§ **Texte extrait**:
┄┄┄┄┄┄
Le milliardaire et sénateur russe Souleïman Kerimov, dont l'arrestation à sa descente d'avion lundi soir à Nice, sur la riviera française, a provoqué la colère du Kremlin, a été inculpé mercredi pour blanchiment de fraude fiscale.
Il doit remettre son passeport et verser une caution de cinq millions d'euros. Il n'a pas le droit de quitter le département des Alpes-Maritimes où est située Nice, a précisé à l'AFP le procureur de la République, Jean-Michel Prêtre.
Dans cette affaire, instruite à Nice depuis fin 2014, un avocat fiscaliste de la Côte d'Azur et deux hommes d'affaire suisses sont déjà inculpés. M. Kerimov a été interpellé en descendant d'avion lundi soir à Nice et aussitôt mis en garde à vue. Le milliardaire est détenteur d'un passeport diplomatique, qu'il n'aurait toutefois pas utilisé lundi, voyageant pour des raisons privées.
┄┄┄┄┄┄
§ **Enregistrements de cadres de délimitation**:
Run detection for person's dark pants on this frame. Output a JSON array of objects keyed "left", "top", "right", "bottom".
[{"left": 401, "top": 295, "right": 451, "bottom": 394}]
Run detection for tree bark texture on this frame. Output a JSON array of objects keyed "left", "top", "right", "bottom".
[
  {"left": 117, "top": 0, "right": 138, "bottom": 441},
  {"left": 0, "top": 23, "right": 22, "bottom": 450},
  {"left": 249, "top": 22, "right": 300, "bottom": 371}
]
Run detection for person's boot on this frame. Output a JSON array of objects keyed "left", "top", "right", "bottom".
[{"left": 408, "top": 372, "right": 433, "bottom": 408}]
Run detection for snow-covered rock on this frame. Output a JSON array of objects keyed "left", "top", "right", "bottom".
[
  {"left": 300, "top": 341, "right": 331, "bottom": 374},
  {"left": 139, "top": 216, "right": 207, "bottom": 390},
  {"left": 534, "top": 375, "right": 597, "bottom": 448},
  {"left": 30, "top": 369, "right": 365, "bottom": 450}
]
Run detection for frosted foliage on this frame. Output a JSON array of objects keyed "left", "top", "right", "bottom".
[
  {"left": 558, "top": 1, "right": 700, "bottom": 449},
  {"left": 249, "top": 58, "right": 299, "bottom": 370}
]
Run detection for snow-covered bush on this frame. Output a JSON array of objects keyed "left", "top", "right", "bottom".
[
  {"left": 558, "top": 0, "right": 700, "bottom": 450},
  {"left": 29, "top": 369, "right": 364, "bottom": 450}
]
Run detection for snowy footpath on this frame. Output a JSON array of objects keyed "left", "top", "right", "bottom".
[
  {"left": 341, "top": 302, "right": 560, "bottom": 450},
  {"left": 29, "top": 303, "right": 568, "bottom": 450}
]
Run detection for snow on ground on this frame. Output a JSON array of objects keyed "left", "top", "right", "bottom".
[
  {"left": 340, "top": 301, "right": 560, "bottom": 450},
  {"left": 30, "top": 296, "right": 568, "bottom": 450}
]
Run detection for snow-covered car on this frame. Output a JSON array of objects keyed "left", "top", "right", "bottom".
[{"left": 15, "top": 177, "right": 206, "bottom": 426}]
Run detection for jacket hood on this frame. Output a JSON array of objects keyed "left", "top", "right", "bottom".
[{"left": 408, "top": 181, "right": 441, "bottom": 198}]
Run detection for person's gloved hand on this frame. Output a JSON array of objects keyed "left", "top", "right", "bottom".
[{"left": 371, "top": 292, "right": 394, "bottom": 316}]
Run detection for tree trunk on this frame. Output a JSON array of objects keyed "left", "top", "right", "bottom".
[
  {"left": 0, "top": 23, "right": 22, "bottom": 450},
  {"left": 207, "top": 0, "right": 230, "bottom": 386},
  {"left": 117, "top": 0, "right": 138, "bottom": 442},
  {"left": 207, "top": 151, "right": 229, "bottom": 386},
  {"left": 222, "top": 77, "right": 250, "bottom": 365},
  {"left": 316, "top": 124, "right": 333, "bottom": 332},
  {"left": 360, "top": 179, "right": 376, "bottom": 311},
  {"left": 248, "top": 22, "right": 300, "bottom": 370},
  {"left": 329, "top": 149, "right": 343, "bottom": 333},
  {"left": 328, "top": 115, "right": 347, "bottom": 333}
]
┄┄┄┄┄┄
§ **Objectif énoncé 1**:
Répondez aux questions suivantes d'après le texte sur l'inculpation de Souleïman Kerimov.
(a) Quel est le montant de la caution qu'il doit verser ?
(b) Depuis quand l'affaire est-elle instruite à Nice ?
(c) Qui est déjà inculpé dans cette affaire ?
§ **Objectif énoncé 2**:
Remplacez "Kremlin" par "gouvernement russe" dans le texte sur l'inculpation de Souleïman Kerimov, puis recopiez le passage situé entre "Le milliardaire et" et "de fraude fiscale.", bornes comprises.
§ **Objectif énoncé 3**:
Prolongez le texte sur l'inculpation de Souleïman Kerimov à partir de sa dernière phrase.

§ **Réponse 1**:
(a) Cinq millions d'euros.
(b) Depuis fin 2014.
(c) Un avocat fiscaliste de la Côte d'Azur et deux hommes d'affaire suisses.

§ **Réponse 2**:
Le milliardaire et sénateur russe Souleïman Kerimov, dont l'arrestation à sa descente d'avion lundi soir à Nice, sur la riviera française, a provoqué la colère du gouvernement russe, a été inculpé mercredi pour blanchiment de fraude fiscale.

§ **Réponse 3**:
Son interpellation a provoqué la colère de parlementaires russes et une réaction du Kremlin. Le chargé d'affaires français à Moscou a été convoqué après que la Douma, chambre basse du Parlement, eut voté une résolution dénonçant une violation de la convention de Vienne sur l'immunité diplomatique.
«Le statut de sénateur de Souleïman Kerimov, ainsi que le fait qu'il soit citoyen de la Russie, constituent un gage que nous entreprendrons tous les efforts possibles, les efforts maximaux pour protéger ses intérêts juridiques», a déclaré le porte-parole du Kremlin, Dmitri Peskov.
«M. Kerimov bénéficie d'une immunité de juridiction pénale étrangère pour les seuls faits accomplis dans l'exercice de ses fonctions», a pour sa part souligné le ministère français des Affaires étrangères.
M. Kerimov est soupçonné de s'être approprié plusieurs propriétés mitoyennes sur la magnifique presqu'île du Cap d'Antibes, havre pour milliardaires, par des achats successifs à travers un prête-nom et pour des montants sous-déclarés. Le préjudice pour le fisc français serait de «plusieurs dizaines de millions d'euros», selon une source proche du dossier.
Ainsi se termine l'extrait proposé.